[[ Dataset records open ]]
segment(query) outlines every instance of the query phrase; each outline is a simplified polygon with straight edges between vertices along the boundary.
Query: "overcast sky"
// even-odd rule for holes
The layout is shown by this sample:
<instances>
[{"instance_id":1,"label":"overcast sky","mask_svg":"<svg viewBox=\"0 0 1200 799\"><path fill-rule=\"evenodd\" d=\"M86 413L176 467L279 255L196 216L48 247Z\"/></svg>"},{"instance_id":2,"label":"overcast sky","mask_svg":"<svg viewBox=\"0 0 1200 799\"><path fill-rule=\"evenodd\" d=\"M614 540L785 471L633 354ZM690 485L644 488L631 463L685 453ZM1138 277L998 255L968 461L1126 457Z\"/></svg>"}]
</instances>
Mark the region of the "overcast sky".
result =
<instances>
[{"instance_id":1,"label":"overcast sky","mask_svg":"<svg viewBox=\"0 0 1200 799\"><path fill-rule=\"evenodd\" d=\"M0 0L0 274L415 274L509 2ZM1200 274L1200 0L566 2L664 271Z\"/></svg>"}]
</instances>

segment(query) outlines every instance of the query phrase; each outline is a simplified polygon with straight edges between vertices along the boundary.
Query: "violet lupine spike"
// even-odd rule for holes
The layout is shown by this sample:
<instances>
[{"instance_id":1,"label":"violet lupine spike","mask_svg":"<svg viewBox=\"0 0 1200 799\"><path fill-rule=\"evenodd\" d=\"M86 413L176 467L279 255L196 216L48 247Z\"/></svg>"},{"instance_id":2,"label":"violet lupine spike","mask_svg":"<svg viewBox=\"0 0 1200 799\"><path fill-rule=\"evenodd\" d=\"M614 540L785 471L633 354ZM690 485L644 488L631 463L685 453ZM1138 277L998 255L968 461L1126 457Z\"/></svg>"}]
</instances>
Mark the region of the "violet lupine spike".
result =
[[ Dataset records closed ]]
[[ Dataset records open ]]
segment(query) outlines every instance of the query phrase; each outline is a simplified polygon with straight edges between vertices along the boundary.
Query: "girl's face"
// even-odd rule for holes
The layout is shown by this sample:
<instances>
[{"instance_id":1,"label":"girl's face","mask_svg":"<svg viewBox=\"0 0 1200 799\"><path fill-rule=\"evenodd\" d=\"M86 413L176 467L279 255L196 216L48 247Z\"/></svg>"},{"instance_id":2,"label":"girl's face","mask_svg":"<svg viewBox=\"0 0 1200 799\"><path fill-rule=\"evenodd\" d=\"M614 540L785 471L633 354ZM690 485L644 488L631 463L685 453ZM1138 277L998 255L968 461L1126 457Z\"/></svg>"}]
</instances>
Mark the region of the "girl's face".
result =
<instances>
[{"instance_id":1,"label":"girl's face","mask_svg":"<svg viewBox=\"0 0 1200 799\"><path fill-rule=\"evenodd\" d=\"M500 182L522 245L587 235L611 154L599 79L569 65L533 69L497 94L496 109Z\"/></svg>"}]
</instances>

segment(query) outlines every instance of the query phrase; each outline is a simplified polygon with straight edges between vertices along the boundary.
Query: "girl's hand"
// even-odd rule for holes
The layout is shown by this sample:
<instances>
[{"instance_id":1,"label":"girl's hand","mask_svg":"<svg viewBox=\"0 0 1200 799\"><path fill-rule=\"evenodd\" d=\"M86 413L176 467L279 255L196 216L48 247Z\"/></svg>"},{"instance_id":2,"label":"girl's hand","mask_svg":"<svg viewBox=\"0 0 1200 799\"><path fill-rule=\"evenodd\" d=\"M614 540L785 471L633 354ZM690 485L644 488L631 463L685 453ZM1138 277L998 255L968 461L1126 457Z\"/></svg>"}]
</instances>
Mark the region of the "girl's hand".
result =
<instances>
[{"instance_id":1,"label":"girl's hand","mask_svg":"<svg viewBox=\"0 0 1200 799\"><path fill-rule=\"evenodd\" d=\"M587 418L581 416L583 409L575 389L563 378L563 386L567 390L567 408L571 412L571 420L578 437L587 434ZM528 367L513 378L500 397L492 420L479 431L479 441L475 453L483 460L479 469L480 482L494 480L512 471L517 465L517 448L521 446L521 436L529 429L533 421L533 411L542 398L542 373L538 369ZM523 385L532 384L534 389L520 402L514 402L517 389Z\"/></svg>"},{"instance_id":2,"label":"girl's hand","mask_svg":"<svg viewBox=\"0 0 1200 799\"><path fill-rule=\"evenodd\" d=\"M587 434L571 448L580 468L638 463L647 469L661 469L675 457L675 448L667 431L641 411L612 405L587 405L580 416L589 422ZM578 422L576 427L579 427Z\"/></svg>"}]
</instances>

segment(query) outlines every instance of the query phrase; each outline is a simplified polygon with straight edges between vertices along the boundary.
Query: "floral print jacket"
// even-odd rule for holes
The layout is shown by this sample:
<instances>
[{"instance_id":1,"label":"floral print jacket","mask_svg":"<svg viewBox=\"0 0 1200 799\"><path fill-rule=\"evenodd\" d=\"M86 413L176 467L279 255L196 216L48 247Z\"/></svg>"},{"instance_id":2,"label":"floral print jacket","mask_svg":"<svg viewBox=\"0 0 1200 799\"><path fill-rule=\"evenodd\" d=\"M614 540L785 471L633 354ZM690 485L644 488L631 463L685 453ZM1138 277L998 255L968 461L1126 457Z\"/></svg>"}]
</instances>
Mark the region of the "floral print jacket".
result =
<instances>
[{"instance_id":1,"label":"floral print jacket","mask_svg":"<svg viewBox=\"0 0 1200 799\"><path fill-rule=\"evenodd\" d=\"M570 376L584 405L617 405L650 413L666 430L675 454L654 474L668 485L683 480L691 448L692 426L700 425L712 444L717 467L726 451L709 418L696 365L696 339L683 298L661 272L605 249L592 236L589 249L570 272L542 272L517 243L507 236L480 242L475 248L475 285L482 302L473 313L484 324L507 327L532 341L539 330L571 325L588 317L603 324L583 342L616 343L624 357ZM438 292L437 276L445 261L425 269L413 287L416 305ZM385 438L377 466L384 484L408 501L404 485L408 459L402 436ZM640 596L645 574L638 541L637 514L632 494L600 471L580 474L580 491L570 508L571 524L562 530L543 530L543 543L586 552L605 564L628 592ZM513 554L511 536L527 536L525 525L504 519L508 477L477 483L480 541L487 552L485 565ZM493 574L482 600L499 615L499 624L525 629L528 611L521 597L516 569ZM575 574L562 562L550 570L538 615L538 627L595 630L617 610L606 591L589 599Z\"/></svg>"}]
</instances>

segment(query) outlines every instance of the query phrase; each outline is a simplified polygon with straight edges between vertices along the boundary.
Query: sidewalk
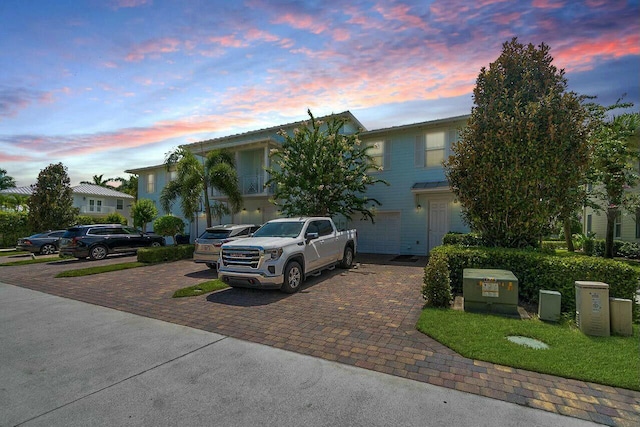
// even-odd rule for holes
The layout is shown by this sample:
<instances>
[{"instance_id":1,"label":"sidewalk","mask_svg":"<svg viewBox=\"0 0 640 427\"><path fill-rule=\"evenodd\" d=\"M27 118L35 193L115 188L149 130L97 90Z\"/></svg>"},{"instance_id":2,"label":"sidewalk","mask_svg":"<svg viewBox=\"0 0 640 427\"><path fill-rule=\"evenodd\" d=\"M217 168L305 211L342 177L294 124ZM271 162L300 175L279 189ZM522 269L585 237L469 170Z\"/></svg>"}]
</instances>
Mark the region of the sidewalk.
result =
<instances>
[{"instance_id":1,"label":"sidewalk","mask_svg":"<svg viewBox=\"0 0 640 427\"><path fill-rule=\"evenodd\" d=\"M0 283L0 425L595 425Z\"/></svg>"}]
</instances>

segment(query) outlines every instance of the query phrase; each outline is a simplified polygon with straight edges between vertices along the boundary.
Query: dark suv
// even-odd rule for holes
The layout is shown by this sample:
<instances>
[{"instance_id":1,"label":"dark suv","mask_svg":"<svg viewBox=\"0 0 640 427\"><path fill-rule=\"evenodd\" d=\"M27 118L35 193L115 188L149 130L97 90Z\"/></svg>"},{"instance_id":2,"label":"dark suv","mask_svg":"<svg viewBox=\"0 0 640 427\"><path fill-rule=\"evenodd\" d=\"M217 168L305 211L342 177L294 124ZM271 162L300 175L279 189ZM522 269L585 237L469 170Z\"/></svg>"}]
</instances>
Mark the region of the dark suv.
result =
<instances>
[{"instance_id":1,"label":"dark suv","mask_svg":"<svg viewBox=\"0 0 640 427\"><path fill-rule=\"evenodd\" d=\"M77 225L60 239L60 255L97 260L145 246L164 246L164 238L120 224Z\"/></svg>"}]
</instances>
[[ Dataset records closed ]]
**Activity:** Pull each line holding "Mark" out of the listing.

**Answer for the task:**
Mark the region of the "overcast sky".
Mark the region of the "violet lupine spike".
Mark the region of the "girl's face".
Mark the region of the "girl's hand".
Mark the region of the "floral print jacket".
Mark the region of the sidewalk.
Mark the region of the dark suv.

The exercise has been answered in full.